SELECTED EXTRACT:
_____
No sooner had Foley taken his seat than Fowler bowled Straker to reduce Harrow to eight for 29. Jameson, usually a free scorer and later an amateur squash champion, was also bowled by Fowler after finally scavenging a couple to get off the mark, leaving Harrow twenty-three from victory with a wicket left.
What The Times described as "most pardonable pandemonium" ensued, continuing into the following week, for Eton's VIII also won the Ladies' Challenge Plate at Henley. In celebration, there was a ritual `hoisting', where Fowler, Manners and Boswell, and two rowers were carried quickly, if somewhat uncomfortably, through the college, to the cheers of a throng of past and present Etonians - an event, rather remarkably, considered worthy of a report in the Daily Telegraph full of detail: "The members of Pop assembled on Barnes Pool Bridge at 7.30pm, some attired in flannels and ducks and other wearing top hats."
Fowler's crowded hour, however, was over. A few weeks later he emulated his father by enrolling at Sandhurst, where he won the Sword of Honour the following year and became a cavalryman. With the 17th Lancers, `the death or glory boys' famously bloodied at Balaclava who sported the skull and crossbones on their regimental colours, Captain Fowler lived out the Newboltian vision by winning the Military Cross during the defence of Amiens from Ludendorff's Kaiserschlacht of March 1918. Fowler's cricket henceforward was confined to games for Army and Free Foresters apart from a couple of games for Hampshire in 1924, soon after which he was diagnosed with the leukaemia that killed him the following year, aged 34 - a melancholy case of promise unfulfilled.
In fact, it is doubtful Fowler mourned missed sporting opportunities. Testimonies to him suggest a young man consumed by martial and filial responsibilities: "His simplicity, straightforwardness, courage and pertinacity were as noticeable in afterlife as they had been at school," wrote his obituarist in The Chronicle at Eton. What survives of him is not, however, a career of brave soldiering: his enduring fame lay not in the corner of a foreign field, but in the middle of a local one, where he became the schoolboy cricketer in excelsis. What good came of it at last? As Old Kaspar answered Peterkin: "That I cannot tell," said he, "But `twas a famous victory."
_____
Saved entries
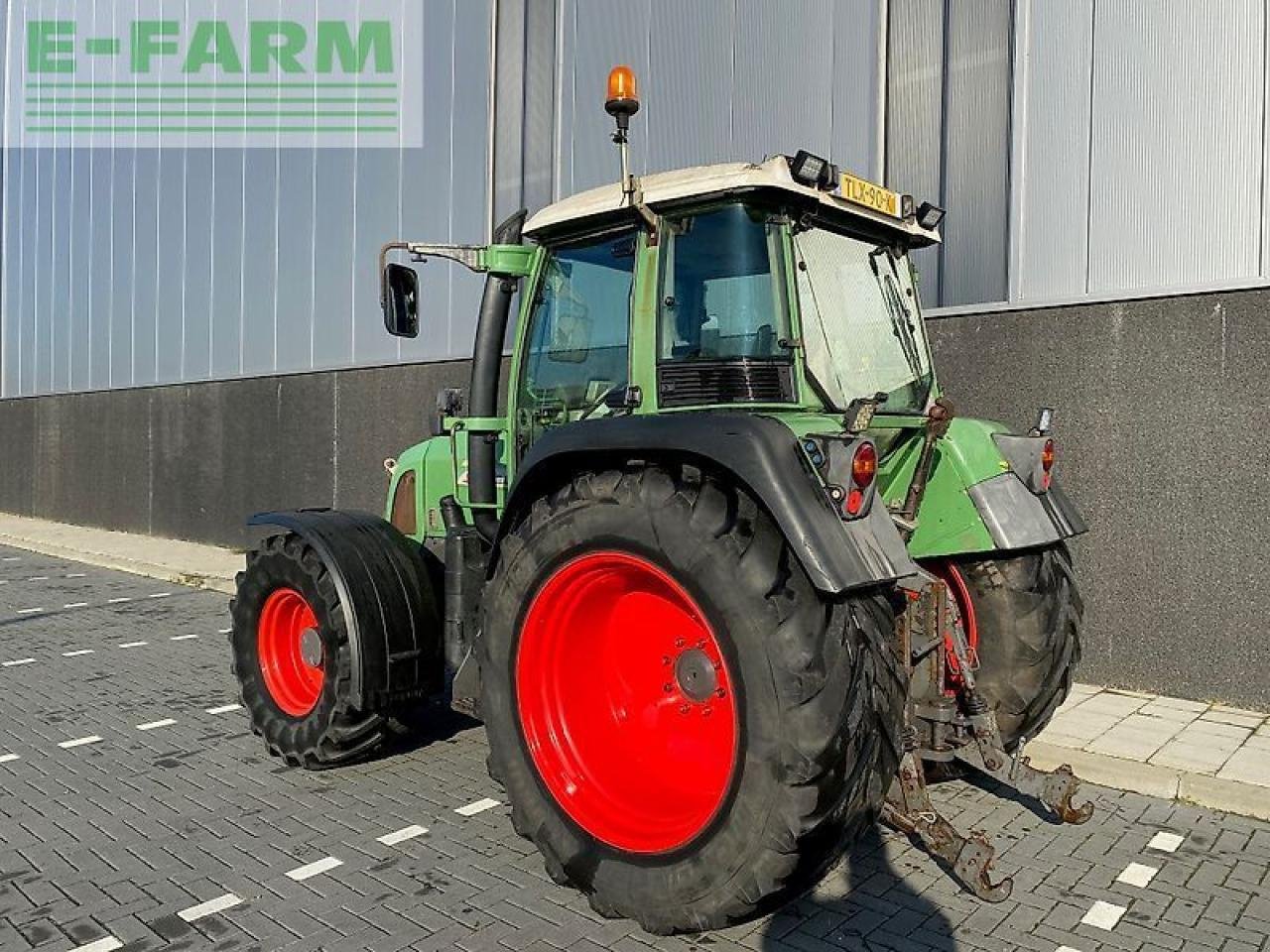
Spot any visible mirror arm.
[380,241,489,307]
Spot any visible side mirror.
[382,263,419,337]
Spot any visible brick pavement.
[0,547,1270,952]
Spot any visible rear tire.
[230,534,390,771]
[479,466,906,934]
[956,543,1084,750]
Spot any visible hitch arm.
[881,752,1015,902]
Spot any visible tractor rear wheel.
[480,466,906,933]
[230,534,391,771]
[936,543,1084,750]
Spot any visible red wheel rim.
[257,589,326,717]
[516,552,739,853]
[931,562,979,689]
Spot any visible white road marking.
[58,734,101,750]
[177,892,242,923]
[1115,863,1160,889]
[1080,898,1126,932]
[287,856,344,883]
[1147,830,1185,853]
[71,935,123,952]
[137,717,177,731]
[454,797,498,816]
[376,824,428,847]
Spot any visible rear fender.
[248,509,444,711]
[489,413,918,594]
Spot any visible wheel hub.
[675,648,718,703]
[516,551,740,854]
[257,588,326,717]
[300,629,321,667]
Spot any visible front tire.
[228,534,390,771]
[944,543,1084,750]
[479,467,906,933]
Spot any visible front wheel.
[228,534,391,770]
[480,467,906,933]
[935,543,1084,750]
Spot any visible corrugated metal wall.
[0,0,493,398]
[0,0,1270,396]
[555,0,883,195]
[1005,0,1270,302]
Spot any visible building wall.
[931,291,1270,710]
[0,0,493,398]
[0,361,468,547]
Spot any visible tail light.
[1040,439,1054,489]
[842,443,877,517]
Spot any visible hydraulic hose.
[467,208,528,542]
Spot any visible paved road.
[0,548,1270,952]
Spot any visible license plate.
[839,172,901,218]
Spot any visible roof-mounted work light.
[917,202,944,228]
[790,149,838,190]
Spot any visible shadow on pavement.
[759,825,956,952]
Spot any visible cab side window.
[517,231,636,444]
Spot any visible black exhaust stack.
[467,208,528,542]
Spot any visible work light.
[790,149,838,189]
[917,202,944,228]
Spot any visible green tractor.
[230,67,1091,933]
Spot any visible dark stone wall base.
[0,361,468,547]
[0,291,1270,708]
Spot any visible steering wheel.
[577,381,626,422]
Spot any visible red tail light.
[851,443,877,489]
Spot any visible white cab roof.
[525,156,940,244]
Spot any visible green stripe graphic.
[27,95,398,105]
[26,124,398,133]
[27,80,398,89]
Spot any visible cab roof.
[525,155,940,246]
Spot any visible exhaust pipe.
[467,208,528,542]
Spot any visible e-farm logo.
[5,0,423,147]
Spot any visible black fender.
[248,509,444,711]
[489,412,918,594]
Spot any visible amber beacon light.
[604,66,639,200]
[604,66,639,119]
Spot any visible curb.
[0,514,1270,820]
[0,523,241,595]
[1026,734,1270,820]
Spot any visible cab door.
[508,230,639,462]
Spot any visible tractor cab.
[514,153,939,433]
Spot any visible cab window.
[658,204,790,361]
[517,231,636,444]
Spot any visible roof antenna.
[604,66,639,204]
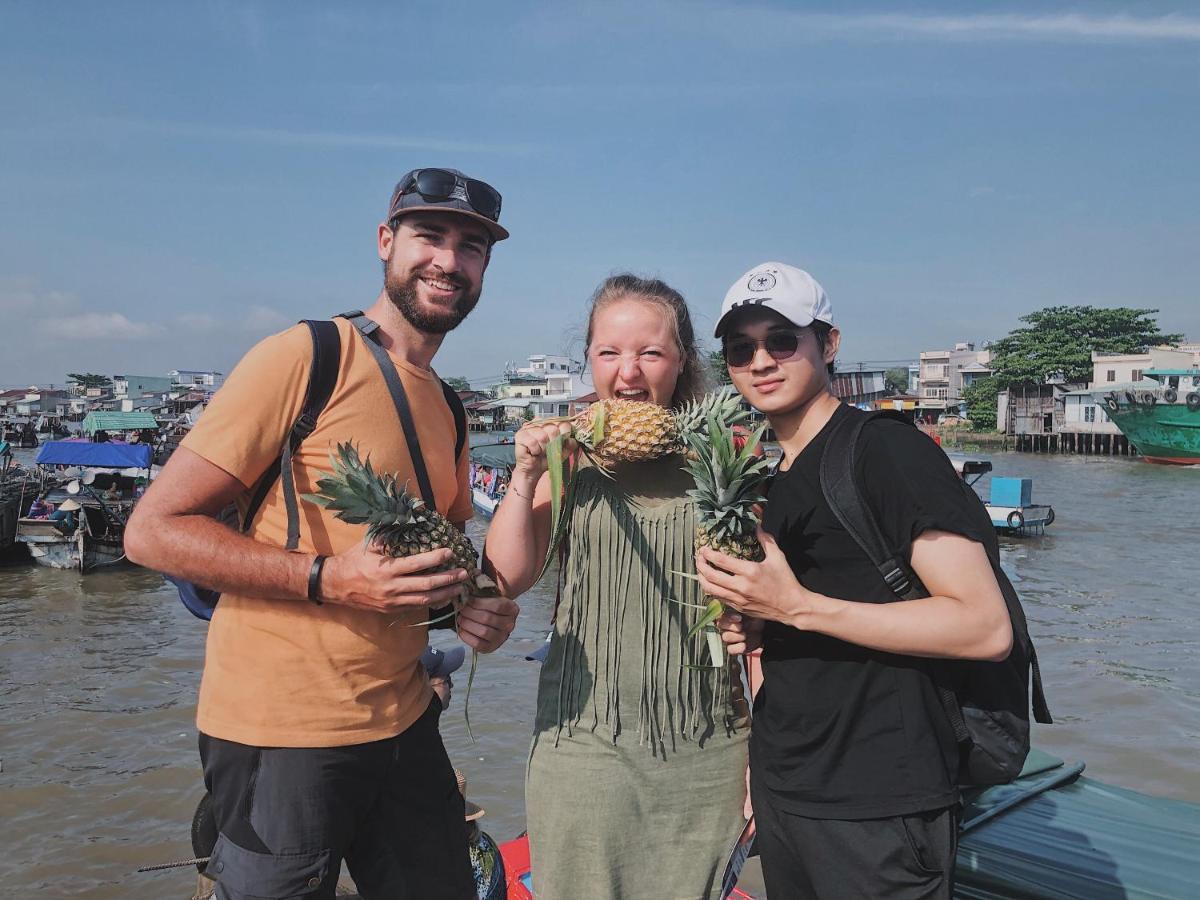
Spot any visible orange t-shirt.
_____
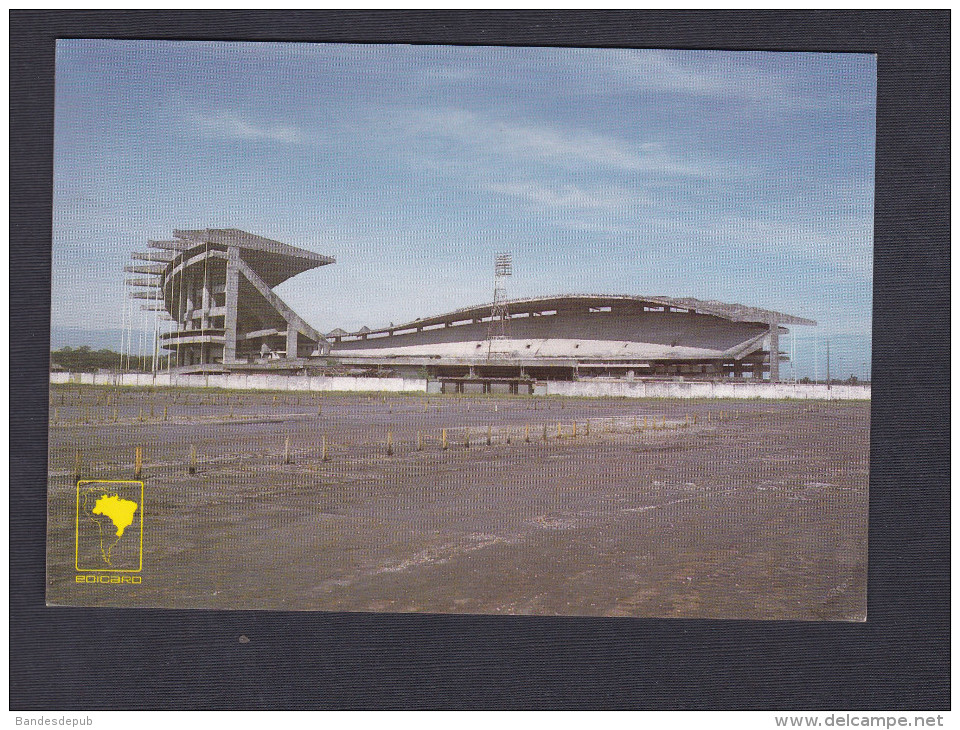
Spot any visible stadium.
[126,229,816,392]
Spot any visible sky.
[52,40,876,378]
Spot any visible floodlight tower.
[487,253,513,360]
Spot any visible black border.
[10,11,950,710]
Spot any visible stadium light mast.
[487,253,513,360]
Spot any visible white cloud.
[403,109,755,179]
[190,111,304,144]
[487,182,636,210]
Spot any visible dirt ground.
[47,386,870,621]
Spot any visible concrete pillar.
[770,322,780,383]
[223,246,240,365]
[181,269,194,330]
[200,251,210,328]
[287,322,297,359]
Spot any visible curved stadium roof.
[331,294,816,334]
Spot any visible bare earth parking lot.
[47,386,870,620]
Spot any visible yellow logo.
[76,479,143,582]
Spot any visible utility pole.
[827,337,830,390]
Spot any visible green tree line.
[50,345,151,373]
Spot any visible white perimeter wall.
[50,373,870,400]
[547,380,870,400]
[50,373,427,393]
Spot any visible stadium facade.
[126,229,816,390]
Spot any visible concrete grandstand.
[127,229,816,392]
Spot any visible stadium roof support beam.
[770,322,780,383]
_____
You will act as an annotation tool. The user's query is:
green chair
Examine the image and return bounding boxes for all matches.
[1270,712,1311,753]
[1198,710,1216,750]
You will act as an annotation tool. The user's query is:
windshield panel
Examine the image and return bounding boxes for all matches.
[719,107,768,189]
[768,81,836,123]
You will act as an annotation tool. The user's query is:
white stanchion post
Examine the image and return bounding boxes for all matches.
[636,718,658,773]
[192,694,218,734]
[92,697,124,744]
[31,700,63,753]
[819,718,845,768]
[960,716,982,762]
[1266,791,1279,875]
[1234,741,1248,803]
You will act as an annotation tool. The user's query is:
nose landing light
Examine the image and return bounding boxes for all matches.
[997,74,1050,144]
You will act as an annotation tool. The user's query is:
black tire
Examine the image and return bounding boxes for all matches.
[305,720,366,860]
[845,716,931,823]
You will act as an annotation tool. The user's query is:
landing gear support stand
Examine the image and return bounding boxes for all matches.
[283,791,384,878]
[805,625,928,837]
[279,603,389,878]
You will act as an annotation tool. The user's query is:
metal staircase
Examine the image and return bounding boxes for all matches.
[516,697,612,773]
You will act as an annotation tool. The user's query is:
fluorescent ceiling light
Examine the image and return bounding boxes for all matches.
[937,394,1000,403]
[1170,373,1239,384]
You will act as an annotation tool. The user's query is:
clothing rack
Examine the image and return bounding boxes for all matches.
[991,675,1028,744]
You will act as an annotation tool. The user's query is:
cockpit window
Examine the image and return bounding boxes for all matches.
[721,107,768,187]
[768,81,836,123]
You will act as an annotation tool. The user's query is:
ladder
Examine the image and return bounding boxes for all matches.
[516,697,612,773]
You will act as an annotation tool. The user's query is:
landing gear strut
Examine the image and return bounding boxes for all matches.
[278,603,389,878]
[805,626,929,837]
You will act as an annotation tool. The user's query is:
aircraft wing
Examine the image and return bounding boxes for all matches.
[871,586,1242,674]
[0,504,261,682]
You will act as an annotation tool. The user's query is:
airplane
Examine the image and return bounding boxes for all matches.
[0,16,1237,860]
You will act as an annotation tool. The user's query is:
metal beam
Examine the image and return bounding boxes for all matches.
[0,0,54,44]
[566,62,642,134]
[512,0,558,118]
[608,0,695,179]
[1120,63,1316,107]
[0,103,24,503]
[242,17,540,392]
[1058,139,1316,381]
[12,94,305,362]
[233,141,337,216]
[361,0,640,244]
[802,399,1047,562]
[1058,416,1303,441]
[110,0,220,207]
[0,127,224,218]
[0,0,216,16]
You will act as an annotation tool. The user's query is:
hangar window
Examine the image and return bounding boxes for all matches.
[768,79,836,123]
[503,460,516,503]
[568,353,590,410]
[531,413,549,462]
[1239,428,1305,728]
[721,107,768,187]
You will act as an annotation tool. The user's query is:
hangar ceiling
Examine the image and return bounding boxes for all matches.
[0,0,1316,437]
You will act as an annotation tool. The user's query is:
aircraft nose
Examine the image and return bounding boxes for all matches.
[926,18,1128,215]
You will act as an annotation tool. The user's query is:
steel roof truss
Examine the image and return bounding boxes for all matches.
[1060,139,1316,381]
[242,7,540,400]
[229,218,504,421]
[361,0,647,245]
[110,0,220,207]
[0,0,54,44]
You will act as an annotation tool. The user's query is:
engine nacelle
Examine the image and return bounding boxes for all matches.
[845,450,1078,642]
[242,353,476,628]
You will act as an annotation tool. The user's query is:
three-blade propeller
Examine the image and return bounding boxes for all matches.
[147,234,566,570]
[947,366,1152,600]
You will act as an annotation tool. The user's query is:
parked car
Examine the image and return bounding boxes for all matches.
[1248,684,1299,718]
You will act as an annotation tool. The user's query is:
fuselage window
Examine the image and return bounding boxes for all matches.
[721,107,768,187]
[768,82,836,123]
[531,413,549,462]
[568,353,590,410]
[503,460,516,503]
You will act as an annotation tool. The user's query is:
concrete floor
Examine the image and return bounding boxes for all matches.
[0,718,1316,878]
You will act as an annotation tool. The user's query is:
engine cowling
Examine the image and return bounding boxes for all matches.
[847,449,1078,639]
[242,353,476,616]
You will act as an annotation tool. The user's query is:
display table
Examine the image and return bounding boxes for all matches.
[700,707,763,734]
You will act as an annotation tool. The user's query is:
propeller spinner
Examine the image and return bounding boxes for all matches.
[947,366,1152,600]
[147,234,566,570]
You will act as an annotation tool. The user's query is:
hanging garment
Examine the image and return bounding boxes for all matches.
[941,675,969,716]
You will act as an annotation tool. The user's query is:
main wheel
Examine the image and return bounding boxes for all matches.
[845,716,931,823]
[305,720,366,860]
_____
EXERCISE REQUIREMENTS:
According to the extract about Fowler, which regiment did he serve with as a cavalryman?

ANSWER FOR THIS EXERCISE:
The 17th Lancers.